— start —
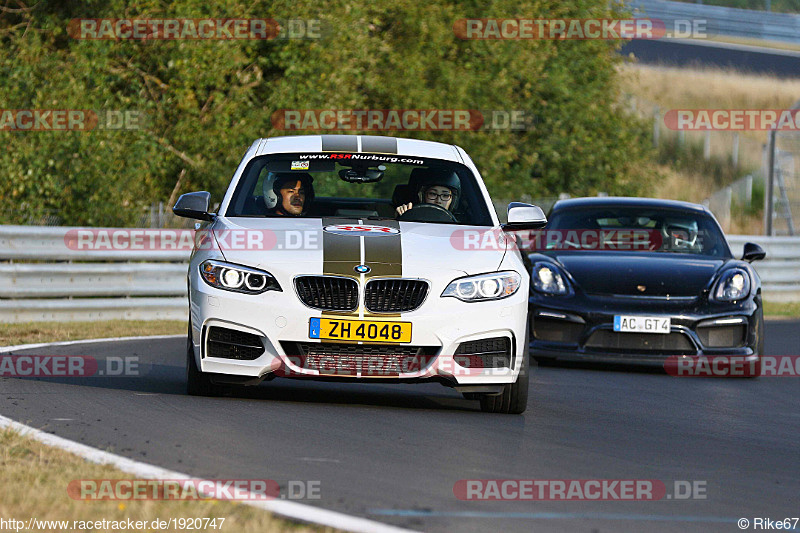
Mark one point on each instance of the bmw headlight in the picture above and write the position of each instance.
(733, 284)
(549, 279)
(237, 278)
(483, 287)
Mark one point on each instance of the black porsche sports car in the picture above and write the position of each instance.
(640, 280)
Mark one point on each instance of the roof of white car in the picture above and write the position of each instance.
(358, 143)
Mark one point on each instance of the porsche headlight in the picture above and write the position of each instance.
(237, 278)
(733, 284)
(549, 279)
(483, 287)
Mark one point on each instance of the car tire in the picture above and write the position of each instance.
(197, 383)
(514, 398)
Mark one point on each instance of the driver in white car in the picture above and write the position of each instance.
(442, 190)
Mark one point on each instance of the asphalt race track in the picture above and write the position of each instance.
(693, 53)
(394, 452)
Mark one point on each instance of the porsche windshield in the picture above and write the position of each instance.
(650, 229)
(363, 186)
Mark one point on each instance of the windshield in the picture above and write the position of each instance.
(635, 228)
(364, 186)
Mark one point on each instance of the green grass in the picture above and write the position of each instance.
(782, 309)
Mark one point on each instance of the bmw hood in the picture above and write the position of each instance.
(639, 274)
(349, 247)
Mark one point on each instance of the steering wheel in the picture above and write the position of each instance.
(427, 213)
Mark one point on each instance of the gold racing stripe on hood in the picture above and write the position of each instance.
(341, 254)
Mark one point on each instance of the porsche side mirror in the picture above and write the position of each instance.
(753, 252)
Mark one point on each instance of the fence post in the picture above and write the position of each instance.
(748, 190)
(656, 125)
(770, 179)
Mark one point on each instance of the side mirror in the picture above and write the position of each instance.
(524, 216)
(753, 252)
(194, 205)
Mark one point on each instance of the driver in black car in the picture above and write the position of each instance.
(442, 190)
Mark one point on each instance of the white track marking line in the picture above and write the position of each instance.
(287, 509)
(4, 349)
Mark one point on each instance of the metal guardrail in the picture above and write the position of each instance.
(57, 283)
(723, 20)
(46, 276)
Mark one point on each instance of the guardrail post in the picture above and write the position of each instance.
(770, 184)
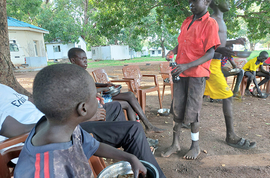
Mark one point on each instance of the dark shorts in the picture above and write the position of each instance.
(187, 99)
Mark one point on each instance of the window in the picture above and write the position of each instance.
(56, 48)
(13, 47)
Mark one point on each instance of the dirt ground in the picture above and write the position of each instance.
(217, 159)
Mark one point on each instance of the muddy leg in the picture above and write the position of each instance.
(194, 150)
(176, 141)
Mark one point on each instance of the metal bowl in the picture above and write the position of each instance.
(243, 54)
(113, 90)
(164, 112)
(124, 168)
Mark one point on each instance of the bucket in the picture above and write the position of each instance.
(123, 168)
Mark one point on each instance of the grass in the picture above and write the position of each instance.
(98, 64)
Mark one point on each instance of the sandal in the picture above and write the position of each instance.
(243, 144)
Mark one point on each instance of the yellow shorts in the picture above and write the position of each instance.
(216, 86)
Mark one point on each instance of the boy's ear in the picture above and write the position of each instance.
(81, 109)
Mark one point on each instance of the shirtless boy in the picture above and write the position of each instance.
(216, 85)
(196, 45)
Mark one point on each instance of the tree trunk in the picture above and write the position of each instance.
(163, 48)
(6, 70)
(252, 46)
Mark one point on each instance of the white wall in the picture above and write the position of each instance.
(119, 52)
(25, 41)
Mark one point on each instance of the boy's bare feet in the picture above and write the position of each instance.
(172, 149)
(194, 151)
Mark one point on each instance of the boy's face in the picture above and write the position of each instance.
(223, 5)
(91, 104)
(262, 58)
(80, 59)
(198, 7)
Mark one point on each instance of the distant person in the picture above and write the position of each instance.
(18, 115)
(216, 86)
(227, 71)
(251, 72)
(57, 146)
(78, 56)
(196, 46)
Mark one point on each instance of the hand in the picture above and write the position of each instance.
(99, 116)
(225, 51)
(168, 55)
(179, 69)
(138, 168)
(101, 99)
(241, 41)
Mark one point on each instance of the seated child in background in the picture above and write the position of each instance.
(127, 99)
(226, 71)
(57, 146)
(251, 72)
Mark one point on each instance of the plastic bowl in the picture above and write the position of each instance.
(114, 90)
(124, 168)
(164, 112)
(243, 54)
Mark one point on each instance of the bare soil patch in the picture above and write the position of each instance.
(251, 120)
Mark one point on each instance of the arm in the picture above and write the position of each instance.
(182, 67)
(12, 128)
(110, 152)
(262, 70)
(172, 52)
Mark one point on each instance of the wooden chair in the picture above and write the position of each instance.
(244, 84)
(101, 76)
(133, 72)
(166, 74)
(6, 170)
(97, 164)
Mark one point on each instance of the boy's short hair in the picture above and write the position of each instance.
(59, 88)
(72, 53)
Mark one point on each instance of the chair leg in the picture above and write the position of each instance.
(143, 100)
(163, 91)
(159, 98)
(268, 87)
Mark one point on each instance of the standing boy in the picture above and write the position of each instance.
(251, 72)
(57, 146)
(216, 85)
(196, 46)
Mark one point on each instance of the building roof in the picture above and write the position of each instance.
(17, 23)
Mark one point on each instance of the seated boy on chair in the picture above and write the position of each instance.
(57, 146)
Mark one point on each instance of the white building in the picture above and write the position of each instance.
(26, 43)
(112, 52)
(154, 52)
(57, 50)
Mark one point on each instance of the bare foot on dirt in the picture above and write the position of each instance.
(172, 149)
(154, 129)
(241, 143)
(193, 152)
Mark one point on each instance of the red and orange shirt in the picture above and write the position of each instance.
(194, 42)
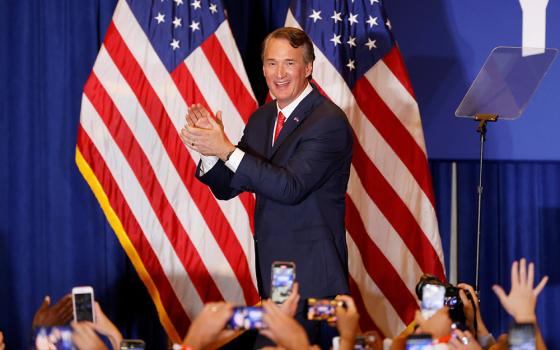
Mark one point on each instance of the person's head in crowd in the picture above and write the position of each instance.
(287, 56)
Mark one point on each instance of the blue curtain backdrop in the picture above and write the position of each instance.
(54, 236)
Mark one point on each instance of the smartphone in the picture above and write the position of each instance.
(419, 342)
(83, 301)
(283, 278)
(57, 337)
(132, 344)
(433, 296)
(360, 342)
(521, 336)
(322, 309)
(246, 317)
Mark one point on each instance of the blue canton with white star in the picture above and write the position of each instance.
(352, 34)
(176, 28)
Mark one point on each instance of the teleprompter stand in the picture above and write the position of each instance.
(502, 89)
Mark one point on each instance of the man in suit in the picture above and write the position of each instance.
(295, 156)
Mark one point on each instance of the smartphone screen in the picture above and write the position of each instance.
(246, 317)
(82, 298)
(522, 337)
(359, 343)
(419, 342)
(58, 337)
(432, 299)
(132, 344)
(283, 277)
(322, 309)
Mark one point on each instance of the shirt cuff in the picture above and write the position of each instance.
(235, 159)
(207, 163)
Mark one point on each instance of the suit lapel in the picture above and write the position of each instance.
(296, 118)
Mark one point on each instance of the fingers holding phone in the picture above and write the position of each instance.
(83, 304)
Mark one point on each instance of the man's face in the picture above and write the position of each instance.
(285, 70)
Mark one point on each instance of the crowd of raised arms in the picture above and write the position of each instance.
(439, 328)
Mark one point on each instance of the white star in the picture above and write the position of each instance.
(177, 22)
(316, 16)
(160, 17)
(352, 19)
(174, 44)
(372, 21)
(336, 17)
(195, 26)
(336, 39)
(195, 4)
(371, 44)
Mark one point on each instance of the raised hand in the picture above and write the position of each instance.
(522, 298)
(211, 141)
(104, 326)
(347, 318)
(199, 116)
(59, 314)
(463, 340)
(85, 338)
(283, 329)
(209, 325)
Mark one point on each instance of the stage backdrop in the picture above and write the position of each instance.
(445, 43)
(53, 234)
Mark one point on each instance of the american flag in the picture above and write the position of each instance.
(391, 224)
(159, 57)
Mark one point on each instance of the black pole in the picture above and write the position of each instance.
(482, 119)
(482, 131)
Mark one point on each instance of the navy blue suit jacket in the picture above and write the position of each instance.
(300, 186)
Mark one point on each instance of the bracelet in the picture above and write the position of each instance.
(229, 154)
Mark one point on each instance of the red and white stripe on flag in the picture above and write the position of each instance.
(187, 247)
(391, 224)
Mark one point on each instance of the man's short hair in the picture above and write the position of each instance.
(296, 37)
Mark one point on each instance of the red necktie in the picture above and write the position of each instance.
(279, 125)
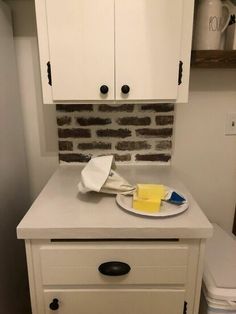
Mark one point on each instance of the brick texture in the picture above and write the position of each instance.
(75, 133)
(140, 133)
(93, 121)
(165, 132)
(65, 145)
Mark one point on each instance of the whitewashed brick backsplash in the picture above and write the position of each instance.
(132, 133)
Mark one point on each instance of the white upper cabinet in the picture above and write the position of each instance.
(81, 37)
(114, 50)
(147, 45)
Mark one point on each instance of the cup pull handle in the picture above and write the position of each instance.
(114, 268)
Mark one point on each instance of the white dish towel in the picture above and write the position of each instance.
(99, 175)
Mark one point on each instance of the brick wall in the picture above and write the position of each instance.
(132, 133)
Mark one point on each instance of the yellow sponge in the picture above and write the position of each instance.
(151, 191)
(148, 205)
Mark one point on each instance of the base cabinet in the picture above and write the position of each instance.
(115, 301)
(162, 276)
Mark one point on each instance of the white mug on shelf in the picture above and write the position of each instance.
(210, 24)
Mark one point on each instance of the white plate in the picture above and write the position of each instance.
(167, 209)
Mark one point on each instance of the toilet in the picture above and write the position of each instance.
(219, 279)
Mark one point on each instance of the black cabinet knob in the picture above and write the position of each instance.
(125, 89)
(114, 268)
(104, 89)
(54, 305)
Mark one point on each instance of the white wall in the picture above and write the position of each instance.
(203, 155)
(39, 120)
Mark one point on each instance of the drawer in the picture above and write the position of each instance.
(150, 263)
(116, 301)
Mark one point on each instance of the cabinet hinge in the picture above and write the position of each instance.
(185, 307)
(180, 72)
(49, 73)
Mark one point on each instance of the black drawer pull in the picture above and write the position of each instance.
(104, 89)
(125, 89)
(114, 268)
(54, 305)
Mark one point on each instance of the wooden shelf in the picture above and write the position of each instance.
(213, 59)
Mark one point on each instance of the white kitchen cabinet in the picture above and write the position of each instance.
(70, 238)
(133, 49)
(65, 276)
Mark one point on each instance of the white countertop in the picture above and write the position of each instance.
(60, 212)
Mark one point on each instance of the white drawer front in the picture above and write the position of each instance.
(78, 264)
(127, 301)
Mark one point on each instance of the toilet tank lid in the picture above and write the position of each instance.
(220, 265)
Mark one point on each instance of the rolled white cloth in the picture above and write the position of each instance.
(99, 175)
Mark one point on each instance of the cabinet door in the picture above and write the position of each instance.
(81, 47)
(115, 301)
(147, 43)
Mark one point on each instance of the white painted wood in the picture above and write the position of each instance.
(185, 53)
(200, 268)
(150, 263)
(147, 45)
(44, 56)
(81, 44)
(31, 277)
(60, 212)
(127, 301)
— end —
◆ What needs to be done
Would you give again, word for word, every line from the one with "Mark one point on each instance of the cabinet hinge" through the final line of the listing above?

◆ Result for this task
Mark one point on each instance of the cabinet hinge in the picture above and write the position of each instance.
(185, 307)
(180, 72)
(49, 73)
Mark one point on each instance of the black drawer pull in the picture above and write the position of each instance.
(104, 89)
(125, 89)
(114, 268)
(54, 305)
Mark one point on each instance of the wooden shelf in the picture above and write the position of each instance.
(213, 59)
Mark one point on each instance of the white kitchen cabinet in the picture above and write the position of each instance.
(70, 238)
(133, 49)
(65, 276)
Mark one point on each instance of the white countertop in the picture above and write the position of each instance.
(60, 212)
Mark one point on each instance of the white drawer front in the picture above and write the position of each instance.
(78, 264)
(127, 301)
Mark one point on each instance of the toilet tank lid in the picture above and write the position of each instance.
(220, 265)
Mark one point on each instance of the rolled white cloth in the picture above and write the position of each instance.
(99, 175)
Mark one point on each instance of the cabinet door in the picture above and write the position of each instance.
(81, 47)
(115, 301)
(147, 43)
Mark one point on each instance of the white painted wood in the picture above and write the position of each instance.
(185, 53)
(200, 268)
(150, 263)
(147, 45)
(44, 56)
(81, 44)
(31, 277)
(60, 212)
(127, 301)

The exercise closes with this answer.